Return verbatim the part of the listing that opens with the line containing "point: bare arm" and closes with the line containing "column 82, row 2". Include both of those lines.

--- start ---

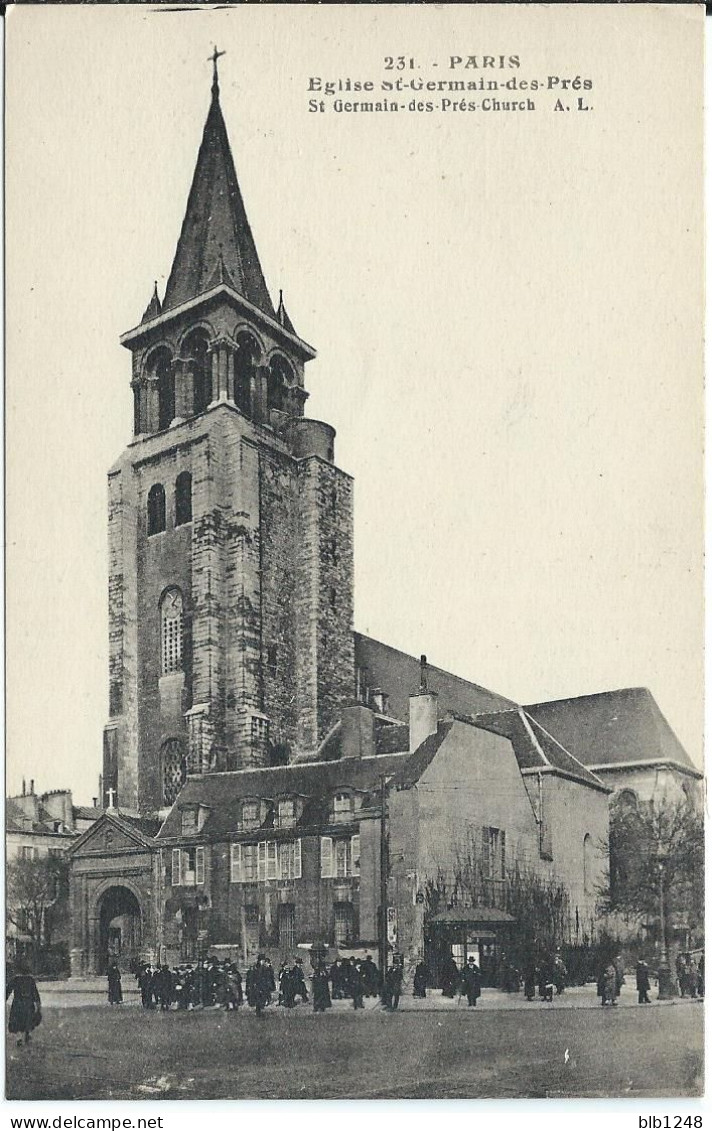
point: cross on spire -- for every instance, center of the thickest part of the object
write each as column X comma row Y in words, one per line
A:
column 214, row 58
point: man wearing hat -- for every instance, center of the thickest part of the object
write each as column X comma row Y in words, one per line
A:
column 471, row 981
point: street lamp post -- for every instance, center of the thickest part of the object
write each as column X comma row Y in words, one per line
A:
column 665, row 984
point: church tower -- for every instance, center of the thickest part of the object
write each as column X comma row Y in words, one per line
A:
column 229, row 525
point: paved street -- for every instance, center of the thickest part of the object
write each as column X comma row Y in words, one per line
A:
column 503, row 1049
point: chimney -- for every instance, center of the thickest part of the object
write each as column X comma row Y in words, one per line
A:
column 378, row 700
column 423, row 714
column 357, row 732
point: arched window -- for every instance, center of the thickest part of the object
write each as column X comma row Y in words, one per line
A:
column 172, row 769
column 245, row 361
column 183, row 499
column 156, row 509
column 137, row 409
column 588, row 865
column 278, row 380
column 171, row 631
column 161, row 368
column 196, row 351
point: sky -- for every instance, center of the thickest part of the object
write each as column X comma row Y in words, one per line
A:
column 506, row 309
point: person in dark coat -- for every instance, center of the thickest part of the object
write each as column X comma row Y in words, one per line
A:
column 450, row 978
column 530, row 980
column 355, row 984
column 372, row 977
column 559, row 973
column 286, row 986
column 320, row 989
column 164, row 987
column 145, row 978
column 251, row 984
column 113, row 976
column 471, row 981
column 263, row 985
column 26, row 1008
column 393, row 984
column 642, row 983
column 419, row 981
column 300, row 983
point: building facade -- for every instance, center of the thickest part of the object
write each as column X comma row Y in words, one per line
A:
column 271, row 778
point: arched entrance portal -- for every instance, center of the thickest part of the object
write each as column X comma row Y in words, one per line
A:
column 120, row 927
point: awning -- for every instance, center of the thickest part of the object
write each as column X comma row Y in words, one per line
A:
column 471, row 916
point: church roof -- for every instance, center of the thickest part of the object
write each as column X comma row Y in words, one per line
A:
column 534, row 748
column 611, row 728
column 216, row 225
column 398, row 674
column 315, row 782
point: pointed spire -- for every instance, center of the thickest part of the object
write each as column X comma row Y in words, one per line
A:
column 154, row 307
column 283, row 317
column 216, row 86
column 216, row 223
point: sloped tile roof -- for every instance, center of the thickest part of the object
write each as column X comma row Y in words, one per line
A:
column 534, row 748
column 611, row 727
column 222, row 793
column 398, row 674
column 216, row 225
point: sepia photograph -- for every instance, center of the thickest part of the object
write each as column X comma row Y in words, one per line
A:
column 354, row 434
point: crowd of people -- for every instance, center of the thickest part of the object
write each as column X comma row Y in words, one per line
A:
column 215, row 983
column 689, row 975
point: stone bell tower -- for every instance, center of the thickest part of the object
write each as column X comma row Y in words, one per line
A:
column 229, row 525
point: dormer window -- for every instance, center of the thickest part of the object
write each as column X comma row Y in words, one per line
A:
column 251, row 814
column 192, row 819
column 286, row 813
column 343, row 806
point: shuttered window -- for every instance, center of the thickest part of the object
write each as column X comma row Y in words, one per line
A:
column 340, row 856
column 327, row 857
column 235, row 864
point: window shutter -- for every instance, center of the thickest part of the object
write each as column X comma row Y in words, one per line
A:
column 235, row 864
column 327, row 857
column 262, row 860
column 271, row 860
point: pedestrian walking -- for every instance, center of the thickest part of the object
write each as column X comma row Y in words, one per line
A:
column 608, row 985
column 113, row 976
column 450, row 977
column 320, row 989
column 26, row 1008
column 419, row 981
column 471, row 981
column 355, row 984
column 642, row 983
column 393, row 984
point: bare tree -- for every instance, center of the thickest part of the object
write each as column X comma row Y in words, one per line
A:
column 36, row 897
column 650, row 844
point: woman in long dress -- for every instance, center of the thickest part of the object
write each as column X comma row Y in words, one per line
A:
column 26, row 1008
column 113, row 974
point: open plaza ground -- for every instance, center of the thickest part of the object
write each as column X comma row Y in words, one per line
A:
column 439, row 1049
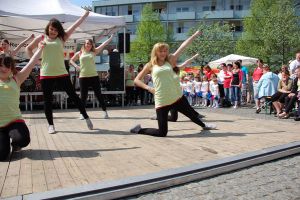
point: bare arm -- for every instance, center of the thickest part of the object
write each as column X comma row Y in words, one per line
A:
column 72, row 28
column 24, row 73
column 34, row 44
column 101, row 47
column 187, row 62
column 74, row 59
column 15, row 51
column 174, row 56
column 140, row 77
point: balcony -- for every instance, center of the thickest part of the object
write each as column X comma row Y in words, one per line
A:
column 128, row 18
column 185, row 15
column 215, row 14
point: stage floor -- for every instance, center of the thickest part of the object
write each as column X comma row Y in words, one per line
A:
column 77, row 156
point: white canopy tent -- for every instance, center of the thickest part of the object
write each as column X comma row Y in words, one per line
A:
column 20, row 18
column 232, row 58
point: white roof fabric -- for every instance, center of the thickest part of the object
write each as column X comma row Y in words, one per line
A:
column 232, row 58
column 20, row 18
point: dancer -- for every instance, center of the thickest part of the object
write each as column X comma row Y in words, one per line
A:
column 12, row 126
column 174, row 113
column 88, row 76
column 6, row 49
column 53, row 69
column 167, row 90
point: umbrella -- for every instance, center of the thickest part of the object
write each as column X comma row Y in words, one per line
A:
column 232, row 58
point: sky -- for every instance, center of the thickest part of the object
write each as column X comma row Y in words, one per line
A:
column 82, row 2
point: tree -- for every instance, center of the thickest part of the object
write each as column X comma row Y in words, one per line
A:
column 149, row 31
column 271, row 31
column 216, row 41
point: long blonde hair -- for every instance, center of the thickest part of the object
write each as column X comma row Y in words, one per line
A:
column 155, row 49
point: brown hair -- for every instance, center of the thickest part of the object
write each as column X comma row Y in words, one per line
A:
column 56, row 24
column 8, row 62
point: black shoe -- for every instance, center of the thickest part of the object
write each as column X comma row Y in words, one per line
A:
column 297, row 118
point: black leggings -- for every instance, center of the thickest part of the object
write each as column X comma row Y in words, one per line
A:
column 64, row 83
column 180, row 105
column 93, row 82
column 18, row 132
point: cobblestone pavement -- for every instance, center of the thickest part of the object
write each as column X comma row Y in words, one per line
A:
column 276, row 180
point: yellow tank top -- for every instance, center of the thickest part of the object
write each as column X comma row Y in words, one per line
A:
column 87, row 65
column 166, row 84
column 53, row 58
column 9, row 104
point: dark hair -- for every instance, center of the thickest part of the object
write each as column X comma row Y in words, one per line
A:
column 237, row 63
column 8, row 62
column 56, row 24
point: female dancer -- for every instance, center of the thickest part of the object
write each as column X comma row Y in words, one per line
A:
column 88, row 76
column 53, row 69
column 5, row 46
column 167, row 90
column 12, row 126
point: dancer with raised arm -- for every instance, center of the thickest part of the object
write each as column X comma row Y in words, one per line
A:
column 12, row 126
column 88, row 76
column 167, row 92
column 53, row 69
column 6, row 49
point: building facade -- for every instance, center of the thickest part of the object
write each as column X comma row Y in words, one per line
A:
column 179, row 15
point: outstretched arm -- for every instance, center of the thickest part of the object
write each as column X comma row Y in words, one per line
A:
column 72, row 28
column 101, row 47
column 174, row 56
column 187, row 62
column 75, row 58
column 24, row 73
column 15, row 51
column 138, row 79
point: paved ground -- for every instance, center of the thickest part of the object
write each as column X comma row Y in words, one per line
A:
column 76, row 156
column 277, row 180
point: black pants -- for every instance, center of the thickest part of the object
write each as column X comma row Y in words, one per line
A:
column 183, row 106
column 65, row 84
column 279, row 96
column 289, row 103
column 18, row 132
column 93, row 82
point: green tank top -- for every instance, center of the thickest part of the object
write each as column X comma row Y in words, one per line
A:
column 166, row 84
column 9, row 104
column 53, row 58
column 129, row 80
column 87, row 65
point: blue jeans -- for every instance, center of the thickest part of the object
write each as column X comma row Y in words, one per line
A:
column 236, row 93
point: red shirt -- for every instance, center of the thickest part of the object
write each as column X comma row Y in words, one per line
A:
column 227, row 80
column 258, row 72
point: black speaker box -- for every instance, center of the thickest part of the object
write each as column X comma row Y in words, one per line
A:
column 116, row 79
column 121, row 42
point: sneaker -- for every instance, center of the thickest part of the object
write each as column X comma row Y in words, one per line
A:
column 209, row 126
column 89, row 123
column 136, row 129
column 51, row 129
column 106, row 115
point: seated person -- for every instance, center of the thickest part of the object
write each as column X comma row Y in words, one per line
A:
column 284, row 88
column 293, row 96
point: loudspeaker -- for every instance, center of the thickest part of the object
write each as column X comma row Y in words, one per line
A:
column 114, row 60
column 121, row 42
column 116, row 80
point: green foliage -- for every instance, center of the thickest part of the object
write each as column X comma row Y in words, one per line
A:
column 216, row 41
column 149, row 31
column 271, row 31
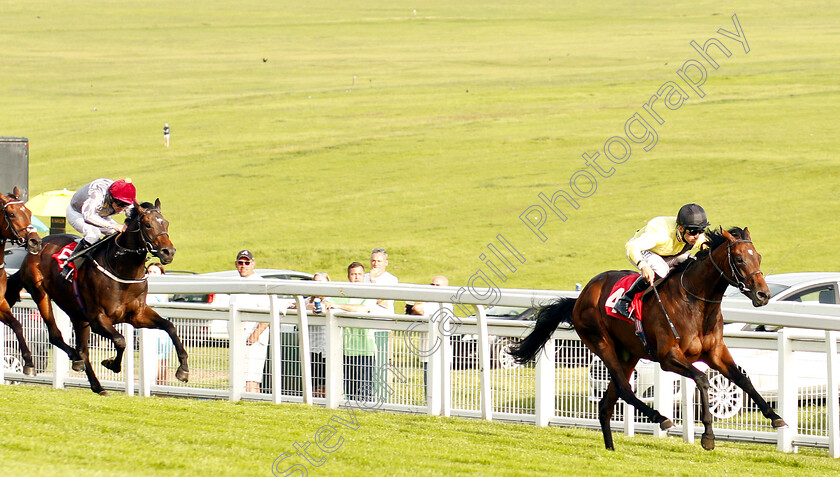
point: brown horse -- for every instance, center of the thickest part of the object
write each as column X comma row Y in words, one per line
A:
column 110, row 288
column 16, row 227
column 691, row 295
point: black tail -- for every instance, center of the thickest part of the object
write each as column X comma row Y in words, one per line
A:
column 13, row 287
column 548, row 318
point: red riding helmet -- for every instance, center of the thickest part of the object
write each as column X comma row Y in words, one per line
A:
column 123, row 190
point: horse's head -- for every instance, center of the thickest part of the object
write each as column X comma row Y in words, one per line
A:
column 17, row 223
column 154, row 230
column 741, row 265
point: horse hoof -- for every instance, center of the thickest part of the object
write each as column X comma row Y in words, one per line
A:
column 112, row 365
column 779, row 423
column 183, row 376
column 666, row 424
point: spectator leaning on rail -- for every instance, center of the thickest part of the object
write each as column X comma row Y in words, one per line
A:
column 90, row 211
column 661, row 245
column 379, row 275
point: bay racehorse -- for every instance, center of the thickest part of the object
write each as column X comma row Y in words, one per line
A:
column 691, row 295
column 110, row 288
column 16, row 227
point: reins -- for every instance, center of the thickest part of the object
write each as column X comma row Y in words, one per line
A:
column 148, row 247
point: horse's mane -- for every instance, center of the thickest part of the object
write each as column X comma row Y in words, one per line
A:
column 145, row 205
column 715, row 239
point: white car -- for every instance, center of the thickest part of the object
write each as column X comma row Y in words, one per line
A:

--- end ---

### Solution to this problem:
point: bare arm -- for every instance, center of the thickest part of the object
write each as column X comma row Y in words, one per line
A:
column 72, row 28
column 24, row 73
column 34, row 44
column 101, row 47
column 187, row 62
column 74, row 59
column 15, row 51
column 174, row 56
column 140, row 77
point: balcony -- for every instance, center of the thickest part of the object
write each as column X comma row Y in words, one per line
A:
column 128, row 18
column 185, row 15
column 215, row 14
point: stage floor -- for every instance, center of the thickest part of the object
write each as column X comma row Y in words, one per line
A:
column 77, row 156
point: white canopy tent -- for every instance, center of the thickest part of the object
write each as column X comma row Y in words, one per line
A:
column 20, row 18
column 232, row 58
point: white roof fabric -- for every instance, center of the thickest part of the object
write each as column X comma row Y in words, one per line
A:
column 232, row 58
column 20, row 18
point: dancer -- for every instance, center of the thickest part of the object
write each as column X comma row Y in words, one per line
A:
column 12, row 126
column 174, row 113
column 88, row 76
column 6, row 49
column 53, row 69
column 167, row 90
point: umbrella -- for every instance, center of the thickest part of the object
write each as column X comma row Y in words, one per line
A:
column 232, row 58
point: sky -- for every instance, center of the thickest part of the object
write each as column X comma row Y in words, one per line
A:
column 82, row 2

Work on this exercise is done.